September 29 (Day Seventeen)
The Tartini breakfast is the first one on our trip that I consider worth eating without adding outside food—lots of cold fish and fresh fruit. Afterwards I get a new code for the computer and do email while Lindy drinks tea and reads a book.
After breakfast we agree to take separate time in the piazza. I pay 320 tollars for three postcards at a stationery shop and strike up a friendship with the clerk. In fact, with no other customers, he comes outside to continue our conversation. As he lights a cigarette, I circle out of the way without attitude or comment, a skill I am developing in Europe’s smoking culture.
He is a young bearded guy from Croatia, likes Piran especially for its intellectual activity during the summer, has been in this shop for seven years. What is surprising to me is that he never learned English either in school or from any formal teaching, simply picking up bits here and there from talking to strangers. He brushes off my compliment by saying that his fluency is a mirage, he knows only a few hundred words and is good at bluffing; yet he knows at least the words to communicate that concept, and our conversation is seamless to me. As we continue to discuss languages and I admit my inability to speak any other than English, he figures he can do French, Italian, Spanish, Portuguese, Flemish, and German at about the same level as his English. His real fluency understandably is in several different dialects of Serbo-Croatian, including Slovenian, and Russian.
Multilingualism of this sort is an improvisational ability I envy, a totally different route to words, syntaxes, and cross-cultural semantics than formal study that almost no one gets to explore or develop in the States. What this self-educated guy has is really different from the mastery of individual tongues. It is a general fluency with language itself—or at least the European branch of Indo-European—that allows him either to talk with anyone or begin to cultivate that possibility when a stranger speaks an unknown language. I wonder how he converses with someone at the raw beginning when he wants to learn their language. I imagine they could pick another tongue they both know at least rudimentarily.
We discuss Slovenian authors, Miha in particular (whom he has read and thus is surprised I know and am going to Bled with tomorrow); he tells me some others I should look up, but I didn’t write them down. From there we move to international politics and seasonal differences in tourism in Piran. He explains to me how one would travel down the coast into Croatia from here. Although the border is near, I should drive at least forty-five minutes to reach anywhere interesting. lament that this will probably have to await another trip.
Lindy sees us standing there and joins our talk, remarking idly that there are still police all over the place. “Police state,” comments the clerk. “The cops were out at 6 in the morning, guarding NATO.”
He gives us some useful tourism information, pointing to a street that we can use to ascend through the city. After the conversation we enter its dark alley and begin winding up. The path is incredibly attenuated, like a tunnel. At a couple of spots it seems like a dead end with nothing up ahead and then, as we arrive, it bends around stone into another alley.
========================================================================
| WHAT TO DO |
Continue the Piran travel diary entry from the point at which it stops, keeping its first-person present-tense voice.
========================================================================
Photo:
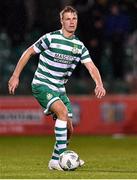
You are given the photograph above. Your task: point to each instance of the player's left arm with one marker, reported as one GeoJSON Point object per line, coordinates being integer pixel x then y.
{"type": "Point", "coordinates": [94, 72]}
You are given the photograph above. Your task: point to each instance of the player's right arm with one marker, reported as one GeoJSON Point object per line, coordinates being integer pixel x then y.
{"type": "Point", "coordinates": [14, 80]}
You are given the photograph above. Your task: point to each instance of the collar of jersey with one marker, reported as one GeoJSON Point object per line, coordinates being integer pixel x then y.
{"type": "Point", "coordinates": [66, 37]}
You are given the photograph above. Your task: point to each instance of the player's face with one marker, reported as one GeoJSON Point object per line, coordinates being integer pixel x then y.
{"type": "Point", "coordinates": [69, 22]}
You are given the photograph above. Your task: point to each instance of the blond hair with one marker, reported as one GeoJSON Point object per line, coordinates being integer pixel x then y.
{"type": "Point", "coordinates": [67, 9]}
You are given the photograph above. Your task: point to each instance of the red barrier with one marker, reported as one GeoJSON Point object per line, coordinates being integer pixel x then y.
========================================================================
| EXERCISE RESULT |
We emerge into a courtyard with churches on opposite sides. Though neither are obviously marked, from the guidebook we guess that these are the cloister of the Church of St. Francis Assissi and Our Lady of the Snows. A woman is kneeling at the entrance to the former, turning her rosary before candles, a large clamshell next to her for donations, so we depart her sanctified space and cross the courtyard into the other church. Its ample anteroom holds, surprisingly, an exhibit of modern art, modest and playful in the form of a giant gameboard that invites inquiry. There is no guard protecting works made up of separate small, quite stealable pieces. In fact, there is no one at all. The exhibits simply sit exposed, flaunting the possibility of theft. One is a plastic map of abstract puzzle pieces coming apart in representation of former Yugoslavia. Another is a pile of little round, smooth stones of various sizes. Another comprises objects of the same irregular oval shape in different scales, colors, and materials: pottery, wood, stone.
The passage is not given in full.